___ Supplied material

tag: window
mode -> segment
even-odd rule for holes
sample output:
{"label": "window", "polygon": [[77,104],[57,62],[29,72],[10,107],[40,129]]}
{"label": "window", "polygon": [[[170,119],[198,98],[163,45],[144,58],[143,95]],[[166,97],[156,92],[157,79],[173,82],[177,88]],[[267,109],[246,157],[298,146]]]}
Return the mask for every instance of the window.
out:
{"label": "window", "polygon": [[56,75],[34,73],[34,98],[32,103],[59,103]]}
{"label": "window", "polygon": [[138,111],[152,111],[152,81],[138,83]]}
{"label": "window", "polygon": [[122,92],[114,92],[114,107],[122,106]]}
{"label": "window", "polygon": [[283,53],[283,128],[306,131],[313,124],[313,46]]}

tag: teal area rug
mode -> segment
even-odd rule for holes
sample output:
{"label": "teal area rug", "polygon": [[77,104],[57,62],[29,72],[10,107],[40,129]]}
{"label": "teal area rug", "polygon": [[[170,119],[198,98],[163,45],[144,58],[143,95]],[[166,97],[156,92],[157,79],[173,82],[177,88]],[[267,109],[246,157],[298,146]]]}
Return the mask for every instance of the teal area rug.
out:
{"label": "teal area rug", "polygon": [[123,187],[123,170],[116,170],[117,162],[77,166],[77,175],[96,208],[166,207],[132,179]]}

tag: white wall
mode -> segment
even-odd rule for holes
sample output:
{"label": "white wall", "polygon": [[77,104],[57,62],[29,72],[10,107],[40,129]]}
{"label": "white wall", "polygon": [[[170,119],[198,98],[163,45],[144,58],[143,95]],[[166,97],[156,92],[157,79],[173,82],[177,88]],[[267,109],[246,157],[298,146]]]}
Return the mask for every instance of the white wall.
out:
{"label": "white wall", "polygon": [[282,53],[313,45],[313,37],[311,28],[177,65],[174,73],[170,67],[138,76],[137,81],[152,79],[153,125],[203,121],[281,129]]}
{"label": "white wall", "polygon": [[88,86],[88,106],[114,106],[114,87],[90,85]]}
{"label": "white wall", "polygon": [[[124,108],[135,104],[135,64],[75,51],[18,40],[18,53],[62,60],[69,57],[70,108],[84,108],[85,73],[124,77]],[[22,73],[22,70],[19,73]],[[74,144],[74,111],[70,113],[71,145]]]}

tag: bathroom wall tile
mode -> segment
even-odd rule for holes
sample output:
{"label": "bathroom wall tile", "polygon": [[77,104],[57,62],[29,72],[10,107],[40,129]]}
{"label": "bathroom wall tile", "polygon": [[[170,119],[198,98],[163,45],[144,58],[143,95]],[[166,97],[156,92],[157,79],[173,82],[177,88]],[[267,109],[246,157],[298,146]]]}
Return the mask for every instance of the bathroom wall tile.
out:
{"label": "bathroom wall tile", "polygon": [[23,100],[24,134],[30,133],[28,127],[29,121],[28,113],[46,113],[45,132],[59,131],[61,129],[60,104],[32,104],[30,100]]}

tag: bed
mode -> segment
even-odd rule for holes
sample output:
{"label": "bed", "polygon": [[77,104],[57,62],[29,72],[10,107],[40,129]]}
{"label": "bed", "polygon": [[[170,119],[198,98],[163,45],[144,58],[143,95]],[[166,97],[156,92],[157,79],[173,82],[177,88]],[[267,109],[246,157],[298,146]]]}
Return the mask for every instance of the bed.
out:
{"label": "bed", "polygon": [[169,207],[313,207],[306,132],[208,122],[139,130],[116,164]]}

______

__What the task asks__: Render every line of all the entries above as a JSON list of strings, one string per line, with blank lines omitted.

__Reply__:
[
  "tag: window",
  "mode -> segment",
  "even-odd rule for holes",
  "sample output:",
  "{\"label\": \"window\", \"polygon\": [[77,104],[57,62],[29,72],[10,107],[40,129]]}",
  "{\"label\": \"window\", \"polygon\": [[[170,119],[198,98],[163,45],[144,58],[143,95]],[[166,97],[156,92],[157,79],[173,82],[177,88]],[[267,109],[246,157],[298,146]]]}",
  "Return the mask for every instance of the window.",
  "out:",
  "{\"label\": \"window\", \"polygon\": [[56,75],[34,73],[34,98],[32,103],[59,103]]}",
  "{\"label\": \"window\", \"polygon\": [[138,111],[152,111],[152,81],[138,83]]}",
  "{\"label\": \"window\", \"polygon\": [[122,92],[114,92],[114,107],[122,106]]}",
  "{\"label\": \"window\", \"polygon\": [[283,53],[283,128],[306,131],[313,124],[313,46]]}",
  "tag: teal area rug",
  "mode -> segment",
  "even-odd rule for holes",
  "sample output:",
  "{\"label\": \"teal area rug\", \"polygon\": [[77,104],[57,62],[29,72],[10,107],[40,129]]}",
  "{\"label\": \"teal area rug\", \"polygon\": [[[170,119],[198,98],[163,45],[144,58],[143,95]],[[166,97],[156,92],[157,79],[173,82],[177,88]],[[267,109],[246,157],[298,146]]]}",
  "Return the mask for every instance of the teal area rug.",
  "out:",
  "{\"label\": \"teal area rug\", \"polygon\": [[123,187],[123,170],[116,170],[117,162],[77,166],[77,175],[96,208],[166,207],[132,179]]}",
  "tag: white wall",
  "mode -> segment",
  "even-odd rule for holes",
  "sample output:",
  "{\"label\": \"white wall\", \"polygon\": [[77,104],[57,62],[29,72],[10,107],[40,129]]}",
  "{\"label\": \"white wall\", \"polygon\": [[[170,119],[198,98],[163,45],[144,58],[143,95]],[[166,97],[156,92],[157,79],[173,82],[177,88]],[[267,109],[246,157],[298,146]]]}",
  "Return the mask for every instance of the white wall.",
  "out:",
  "{\"label\": \"white wall\", \"polygon\": [[282,53],[313,45],[313,37],[311,28],[177,65],[174,73],[170,67],[138,76],[137,81],[152,79],[153,125],[203,121],[281,129]]}",
  "{\"label\": \"white wall\", \"polygon\": [[88,86],[88,106],[114,106],[114,87],[90,85]]}",
  "{\"label\": \"white wall\", \"polygon\": [[[124,108],[135,104],[135,64],[75,51],[18,40],[18,53],[62,60],[69,57],[70,108],[84,108],[85,73],[124,77]],[[22,73],[22,70],[19,73]],[[74,144],[74,111],[70,113],[71,145]]]}",
  "tag: bathroom wall tile",
  "mode -> segment",
  "even-odd rule for holes",
  "sample output:",
  "{\"label\": \"bathroom wall tile\", \"polygon\": [[77,104],[57,62],[29,72],[10,107],[40,129]]}",
  "{\"label\": \"bathroom wall tile\", \"polygon\": [[[170,119],[198,98],[163,45],[144,58],[143,95]],[[166,97],[156,92],[157,79],[173,82],[177,88]],[[267,109],[246,157],[298,146]]]}",
  "Return the mask for every instance of the bathroom wall tile.",
  "out:",
  "{\"label\": \"bathroom wall tile\", \"polygon\": [[23,100],[24,134],[30,133],[28,127],[29,121],[28,113],[46,113],[45,132],[59,131],[61,129],[60,104],[32,104],[30,100]]}",
  "tag: bed",
  "mode -> segment",
  "even-odd rule for holes",
  "sample output:",
  "{\"label\": \"bed\", \"polygon\": [[77,104],[57,62],[29,72],[10,107],[40,129]]}",
  "{\"label\": \"bed\", \"polygon\": [[[170,119],[198,98],[163,45],[144,58],[143,95]],[[166,97],[156,92],[157,79],[173,82],[177,88]],[[267,109],[246,157],[298,146]]]}",
  "Return the mask for every instance of the bed.",
  "out:",
  "{\"label\": \"bed\", \"polygon\": [[169,207],[313,207],[306,132],[208,122],[139,130],[116,164]]}"
]